## JOBS
a) In the commentary on unity in the body, which book title does the writer say Tozer claimed great benefit from reading?
b) Carry on the commentary on unity in the body, starting after its last sentence.

## Start TEXT EXTRACT

Our error will either be in the direction of "division in the body", which the Lord opposes (1 Cor. 12:25a), or too much tolerance due to "fervent love" for one another.

Of course we should strive to avoid both errors, and hold the perfect biblical balance, but if we do err, better to err on the side of love. God's opposition to "division in the body" is, of course, immediately followed by the better-known 1 Cor. 13 "Love" chapter.

To paraphrase 1 Cor. 13:2, If I have all my doctrinal ducks in a row, but have not love, I am nothing.

And we have to come to the admission that we can learn from members of the body who have some striking differences with us, doctrinally.

For example, some Reformed readers here might be surprised to know that A.W. Tozer was not only not Reformed, but was a pastor in a denomination which holds to a Holiness type of entire sanctification, healing in the atonement, and of course, free will faith preceding the new birth. He also had heavy mystical inclinations, himself claiming great benefit from reading old Romanists and "The Cloud of Unknowing".

I don't say this to demean Tozer in anyone's eyes. On the contrary, I would commend Steve for quoting this godly precious saint. My point is only that although there are "fundamentals" of the faith that we may divide over, beyond those fundamentals, we must remember:

...the eye cannot say to the hand, "I have no need of you"; or again the head to the feet, "I have no need of you." On the contrary, it is much truer that the members of the body which seem to be weaker are necessary; ....But God has so composed the body...that there should be no division in the body, but that the members should have the same care for one another. (1 Cor. 12:21,22,24,25).

## End TEXT EXTRACT
## Start DATA SECTION

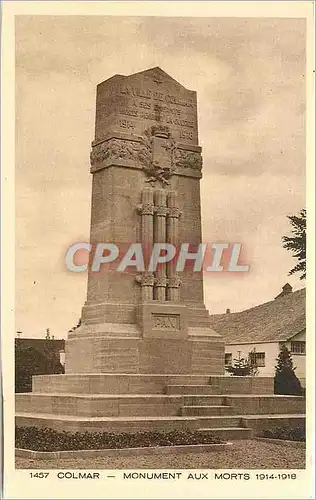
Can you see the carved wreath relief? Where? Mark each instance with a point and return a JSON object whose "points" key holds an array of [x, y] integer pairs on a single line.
{"points": [[156, 151]]}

## End DATA SECTION

## ANSWER LIST
a) "The Cloud of Unknowing."

b)
Sidenote: For the record, I don't consider having separate church assemblies with those of like peripheral doctrines as sinful "division in the body", as long as we maintain a fervent love toward those in a separate assembly, and don't spend our time slandering or despising them. But rather, "speaking the truth in love", we should build one another up in the faith, and pray for one another.

"...endeavoring to keep the unity of the Spirit in the bond of peace....till we all come to the unity of the faith..." (Eph. 4:3,13)


TSHusker said...

Great posting, Steve! Doctrine, Sound Doctrine, does matter! Thanks for highlighting this truth! I've linked it on my humble blog.


Doctrine Matters

gigantor1231 said...

T. Rayburn

'but sometimes one man's sound doctrine is another man's heresy.'

This is where every man must abandon there own presumption and turn to the word of God, it is not important what we believe, rather it is all of importance what the word of God says!

'but if we do err, better to err on the side of love.'

What does this mean? Sounds like a oxymoron. Love partnering with error, is this love? This is said all of the time but the application of it is impossible, for example, especially when it comes to the doctrine of salvation. Very simply put it is all of Christ, all of grace through faith alone, salvation is not of works at all. Unfortunately the reality is that there is no reconciliation between the opposing doctrinal belief, each produce their own gospel and one is simply accursed.

I am all for unity, and it is so true that we are mandated to love all of our brothers and sisters in Christ but sacrificing truth is not love. We need to hold to the Word of God at all costs and when there is disagreement we need to turn to the word and study it with diligence, we need to contend earnestly for the faith. When all is said and done the Word of God will faithfully direct us, we all need to hold to what the evidence of that word points to!

SJ Camp said...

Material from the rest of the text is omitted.